▸ **Requirements**
Restate the whole of the material. Keep every word, and drop the pictures.

▸ **Dataset excerpts**
-- begin --

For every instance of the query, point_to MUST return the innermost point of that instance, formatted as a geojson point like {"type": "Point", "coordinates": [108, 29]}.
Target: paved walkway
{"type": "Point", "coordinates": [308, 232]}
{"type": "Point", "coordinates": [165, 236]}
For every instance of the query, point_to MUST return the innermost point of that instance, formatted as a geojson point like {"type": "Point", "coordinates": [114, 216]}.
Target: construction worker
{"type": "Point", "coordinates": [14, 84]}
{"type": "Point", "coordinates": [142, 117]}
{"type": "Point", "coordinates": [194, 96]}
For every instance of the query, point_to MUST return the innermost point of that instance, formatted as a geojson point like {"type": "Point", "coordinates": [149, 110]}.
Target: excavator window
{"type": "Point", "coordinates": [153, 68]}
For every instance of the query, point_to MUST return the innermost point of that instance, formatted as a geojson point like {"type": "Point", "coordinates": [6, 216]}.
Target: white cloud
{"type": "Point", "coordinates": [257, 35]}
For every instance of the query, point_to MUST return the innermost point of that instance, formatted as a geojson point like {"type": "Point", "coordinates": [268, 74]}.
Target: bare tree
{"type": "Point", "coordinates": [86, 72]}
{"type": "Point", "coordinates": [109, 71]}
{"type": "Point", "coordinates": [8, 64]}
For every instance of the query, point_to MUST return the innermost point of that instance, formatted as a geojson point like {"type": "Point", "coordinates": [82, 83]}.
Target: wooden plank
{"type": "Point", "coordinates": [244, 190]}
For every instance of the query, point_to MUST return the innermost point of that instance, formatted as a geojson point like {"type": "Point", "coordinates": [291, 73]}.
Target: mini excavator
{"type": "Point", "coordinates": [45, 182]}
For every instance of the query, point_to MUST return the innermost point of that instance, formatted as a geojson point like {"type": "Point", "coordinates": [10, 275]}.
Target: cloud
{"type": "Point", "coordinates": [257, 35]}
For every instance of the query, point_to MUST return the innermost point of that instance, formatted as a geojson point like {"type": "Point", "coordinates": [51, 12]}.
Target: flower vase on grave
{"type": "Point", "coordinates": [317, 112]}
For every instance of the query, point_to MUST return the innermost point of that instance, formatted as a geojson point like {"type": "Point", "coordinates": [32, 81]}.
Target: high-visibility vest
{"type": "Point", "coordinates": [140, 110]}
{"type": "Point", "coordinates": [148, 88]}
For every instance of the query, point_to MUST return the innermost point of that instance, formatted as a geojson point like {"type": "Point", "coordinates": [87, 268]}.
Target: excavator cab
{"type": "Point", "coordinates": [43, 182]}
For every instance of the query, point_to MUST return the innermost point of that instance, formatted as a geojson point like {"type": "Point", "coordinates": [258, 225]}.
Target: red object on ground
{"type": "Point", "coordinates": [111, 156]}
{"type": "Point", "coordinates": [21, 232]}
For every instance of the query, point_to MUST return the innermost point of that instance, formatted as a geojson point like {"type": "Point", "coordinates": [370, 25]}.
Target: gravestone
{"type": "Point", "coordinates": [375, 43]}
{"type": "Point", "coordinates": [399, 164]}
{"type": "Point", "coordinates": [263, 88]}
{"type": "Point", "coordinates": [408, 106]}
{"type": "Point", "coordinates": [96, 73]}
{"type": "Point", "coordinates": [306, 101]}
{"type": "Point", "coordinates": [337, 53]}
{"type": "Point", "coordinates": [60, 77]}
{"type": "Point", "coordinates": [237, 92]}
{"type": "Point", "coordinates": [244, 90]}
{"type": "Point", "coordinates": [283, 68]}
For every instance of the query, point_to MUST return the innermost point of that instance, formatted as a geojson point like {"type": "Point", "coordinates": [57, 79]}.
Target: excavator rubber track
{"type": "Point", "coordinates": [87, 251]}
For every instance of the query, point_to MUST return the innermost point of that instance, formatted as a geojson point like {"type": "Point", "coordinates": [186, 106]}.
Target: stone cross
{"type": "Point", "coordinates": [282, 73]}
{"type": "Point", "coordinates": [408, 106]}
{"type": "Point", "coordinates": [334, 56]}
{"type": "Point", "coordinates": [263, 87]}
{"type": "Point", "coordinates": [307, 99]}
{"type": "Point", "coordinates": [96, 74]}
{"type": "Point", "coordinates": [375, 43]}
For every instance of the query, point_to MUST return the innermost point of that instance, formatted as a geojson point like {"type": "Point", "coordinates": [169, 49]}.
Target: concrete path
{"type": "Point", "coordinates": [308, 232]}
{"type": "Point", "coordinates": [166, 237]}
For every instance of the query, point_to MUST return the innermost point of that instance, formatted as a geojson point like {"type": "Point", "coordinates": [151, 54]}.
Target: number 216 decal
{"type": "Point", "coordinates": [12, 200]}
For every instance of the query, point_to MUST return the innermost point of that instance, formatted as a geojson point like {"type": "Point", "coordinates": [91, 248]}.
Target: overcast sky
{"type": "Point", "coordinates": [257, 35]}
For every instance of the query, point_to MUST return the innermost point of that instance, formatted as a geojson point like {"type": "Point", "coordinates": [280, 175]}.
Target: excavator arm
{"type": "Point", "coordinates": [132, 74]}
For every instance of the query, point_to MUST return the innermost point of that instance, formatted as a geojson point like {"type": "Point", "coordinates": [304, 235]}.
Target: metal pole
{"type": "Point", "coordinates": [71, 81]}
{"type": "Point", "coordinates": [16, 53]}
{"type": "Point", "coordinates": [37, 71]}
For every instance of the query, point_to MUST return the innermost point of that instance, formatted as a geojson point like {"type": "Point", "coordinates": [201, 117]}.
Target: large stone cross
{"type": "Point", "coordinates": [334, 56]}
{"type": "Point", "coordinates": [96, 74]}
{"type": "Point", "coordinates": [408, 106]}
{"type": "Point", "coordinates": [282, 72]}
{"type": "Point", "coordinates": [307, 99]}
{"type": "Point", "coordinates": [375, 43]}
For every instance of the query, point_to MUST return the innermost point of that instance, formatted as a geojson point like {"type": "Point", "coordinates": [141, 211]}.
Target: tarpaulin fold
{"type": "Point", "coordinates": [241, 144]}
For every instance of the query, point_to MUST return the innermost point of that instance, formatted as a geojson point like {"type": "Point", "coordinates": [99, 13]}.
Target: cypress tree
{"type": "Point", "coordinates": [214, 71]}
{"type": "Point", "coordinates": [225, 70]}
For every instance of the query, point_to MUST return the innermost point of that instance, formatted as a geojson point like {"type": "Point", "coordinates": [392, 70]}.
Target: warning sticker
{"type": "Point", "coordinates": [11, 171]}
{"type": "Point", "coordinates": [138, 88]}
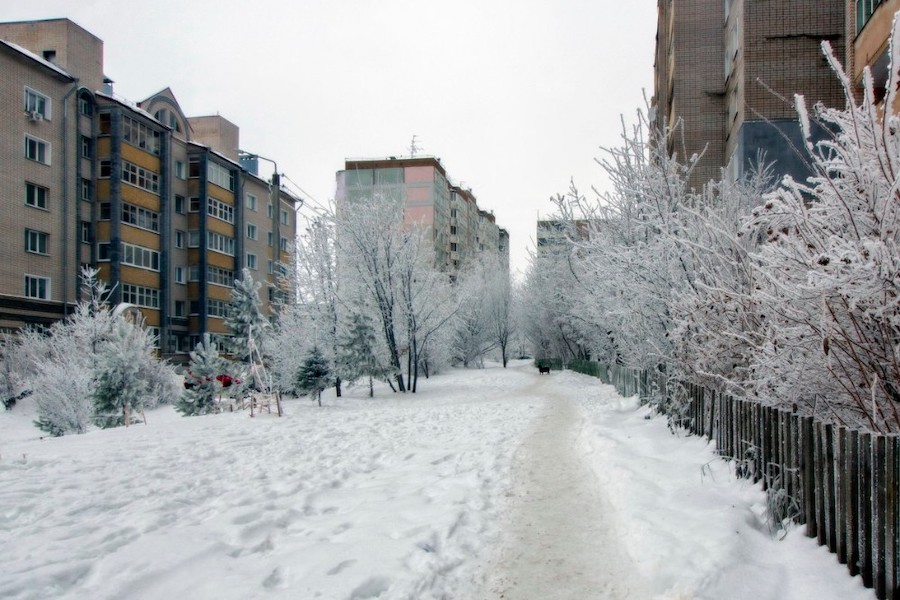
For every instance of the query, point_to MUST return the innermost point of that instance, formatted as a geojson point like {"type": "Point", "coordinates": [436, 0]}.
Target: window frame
{"type": "Point", "coordinates": [37, 279]}
{"type": "Point", "coordinates": [41, 147]}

-- end --

▸ **Response to this exercise**
For every instance of the query, point_to MUST return the innermost point of that instance, formatted as a geojson point like {"type": "Point", "coordinates": [108, 29]}.
Target: paved walkway
{"type": "Point", "coordinates": [308, 232]}
{"type": "Point", "coordinates": [165, 236]}
For every instance of the query, point_to MUST return the innermost point of that instance, formatted as a geojson point like {"type": "Point", "coordinates": [114, 216]}.
Target: construction worker
{"type": "Point", "coordinates": [14, 84]}
{"type": "Point", "coordinates": [142, 117]}
{"type": "Point", "coordinates": [194, 96]}
For every instance of the query, point_to MUST return the innermost point of that instance, formatted as a geojson point like {"type": "Point", "coordinates": [149, 110]}.
Target: excavator window
{"type": "Point", "coordinates": [153, 68]}
For every instance of the query, point_to MUST return the innermost point of that instance, formatted as a geojson point like {"type": "Point", "coordinates": [6, 216]}.
Target: white cloud
{"type": "Point", "coordinates": [257, 35]}
For every instance of the query, point_to MUST return the innermost point of that instance, formatted as a geojson point like {"type": "Point", "coordinates": [268, 74]}.
Target: bare tree
{"type": "Point", "coordinates": [86, 72]}
{"type": "Point", "coordinates": [109, 71]}
{"type": "Point", "coordinates": [8, 64]}
For every instance of the query, point_to MUST return the innermost point of that instance, formatted as a geojson point like {"type": "Point", "coordinates": [82, 83]}.
Target: wooden plank
{"type": "Point", "coordinates": [244, 190]}
For every instance of the query, point_to MUST return the innermost point of that instance, formatted as a geojson point like {"type": "Point", "coordinates": [291, 73]}.
Target: mini excavator
{"type": "Point", "coordinates": [45, 182]}
For every instance of the query, point_to MUST return the innermost point of that instance, formatted as a geojson point like {"type": "Point", "coordinates": [10, 275]}.
Target: cloud
{"type": "Point", "coordinates": [257, 35]}
For every instance of the query, point_to MUST return the innermost point of that instance, formatted as a geojson point like {"type": "Point", "coordinates": [51, 12]}.
Target: flower vase on grave
{"type": "Point", "coordinates": [317, 112]}
For every instance of the query, point_to MUST return the innermost point of that instance, formatted as a geojson point like {"type": "Point", "coordinates": [32, 81]}.
Target: high-visibility vest
{"type": "Point", "coordinates": [140, 110]}
{"type": "Point", "coordinates": [148, 88]}
For every instance of the query, point_to MUST return the innermost point of that instance, formatted as a geojson point like {"type": "Point", "coordinates": [87, 268]}.
Target: excavator cab
{"type": "Point", "coordinates": [43, 182]}
For every instance of the query, point_to MUST return the innermost point of that instance, formatted as a geojson point like {"type": "Point", "coordinates": [258, 225]}.
Target: red object on ground
{"type": "Point", "coordinates": [111, 156]}
{"type": "Point", "coordinates": [21, 232]}
For every instance of the query, point_to MUST return the innermost point of that instance, formatted as a geojson point like {"type": "Point", "coordinates": [370, 25]}.
Target: gravestone
{"type": "Point", "coordinates": [375, 43]}
{"type": "Point", "coordinates": [399, 164]}
{"type": "Point", "coordinates": [263, 88]}
{"type": "Point", "coordinates": [408, 106]}
{"type": "Point", "coordinates": [96, 73]}
{"type": "Point", "coordinates": [306, 101]}
{"type": "Point", "coordinates": [337, 53]}
{"type": "Point", "coordinates": [60, 77]}
{"type": "Point", "coordinates": [237, 92]}
{"type": "Point", "coordinates": [244, 90]}
{"type": "Point", "coordinates": [283, 68]}
For every instance of the query, point_to MUST return the innermost point of that instance, formatted as a geojson point like {"type": "Point", "coordinates": [57, 79]}.
Target: excavator rubber track
{"type": "Point", "coordinates": [87, 251]}
For every instance of the query, point_to MUST return the innermost point of that instance, formatted as a geojson point like {"type": "Point", "coordinates": [186, 106]}.
Target: stone cross
{"type": "Point", "coordinates": [282, 73]}
{"type": "Point", "coordinates": [408, 106]}
{"type": "Point", "coordinates": [334, 56]}
{"type": "Point", "coordinates": [263, 87]}
{"type": "Point", "coordinates": [307, 99]}
{"type": "Point", "coordinates": [96, 74]}
{"type": "Point", "coordinates": [375, 43]}
For every instance of the query, point_to MUST return the innermost point of that instance, formatted as a geojson point like {"type": "Point", "coordinates": [169, 49]}.
Target: concrete path
{"type": "Point", "coordinates": [308, 232]}
{"type": "Point", "coordinates": [166, 237]}
For every instance of the query, point_to MUST return the innermost point of that instance, formatted as a geojson point like {"type": "Point", "coordinates": [151, 54]}.
Target: number 216 decal
{"type": "Point", "coordinates": [12, 200]}
For every instance of the query, point_to MUST return the innermost point of that instance, formatted as a geojson point like {"type": "Point", "coordinates": [91, 248]}.
Target: overcast sky
{"type": "Point", "coordinates": [257, 35]}
For every instance of the query, point_to MUST return the innermost point of that instance, formatted as a geojson point like {"type": "Point", "coordinates": [280, 175]}.
Target: excavator arm
{"type": "Point", "coordinates": [132, 74]}
For every instance of the query, point_to MUST return the innermost point of that instance, formatted as a geojson point like {"type": "Point", "coordinates": [304, 235]}.
Target: metal pole
{"type": "Point", "coordinates": [71, 81]}
{"type": "Point", "coordinates": [16, 53]}
{"type": "Point", "coordinates": [37, 71]}
For every instance of the query, point_to MUST return the innermost point of that instance, formatted as a geojson point like {"type": "Point", "coordinates": [201, 117]}.
Target: large stone cross
{"type": "Point", "coordinates": [334, 56]}
{"type": "Point", "coordinates": [96, 74]}
{"type": "Point", "coordinates": [408, 106]}
{"type": "Point", "coordinates": [282, 72]}
{"type": "Point", "coordinates": [307, 99]}
{"type": "Point", "coordinates": [375, 43]}
For every instance of the query, point_to MUST return the innermost point of that instance, formatted as a geojson point like {"type": "Point", "coordinates": [141, 211]}.
Target: tarpaulin fold
{"type": "Point", "coordinates": [241, 144]}
For every instance of the query, point_to MUST return the innermost point of that instance, formatted as a geojson point like {"type": "Point", "coordinates": [99, 13]}.
Target: cypress tree
{"type": "Point", "coordinates": [214, 71]}
{"type": "Point", "coordinates": [225, 70]}
For every instance of the query, point_to MUST return the innermost point of that instance, formatted as a geojson point like {"type": "Point", "coordinates": [392, 70]}.
Target: warning sticker
{"type": "Point", "coordinates": [11, 171]}
{"type": "Point", "coordinates": [138, 88]}
For every instance of the query, point_to MUST return the innermost point of that instance, formatted as a geojson point like {"type": "Point", "coordinates": [436, 0]}.
Target: window frame
{"type": "Point", "coordinates": [37, 279]}
{"type": "Point", "coordinates": [41, 147]}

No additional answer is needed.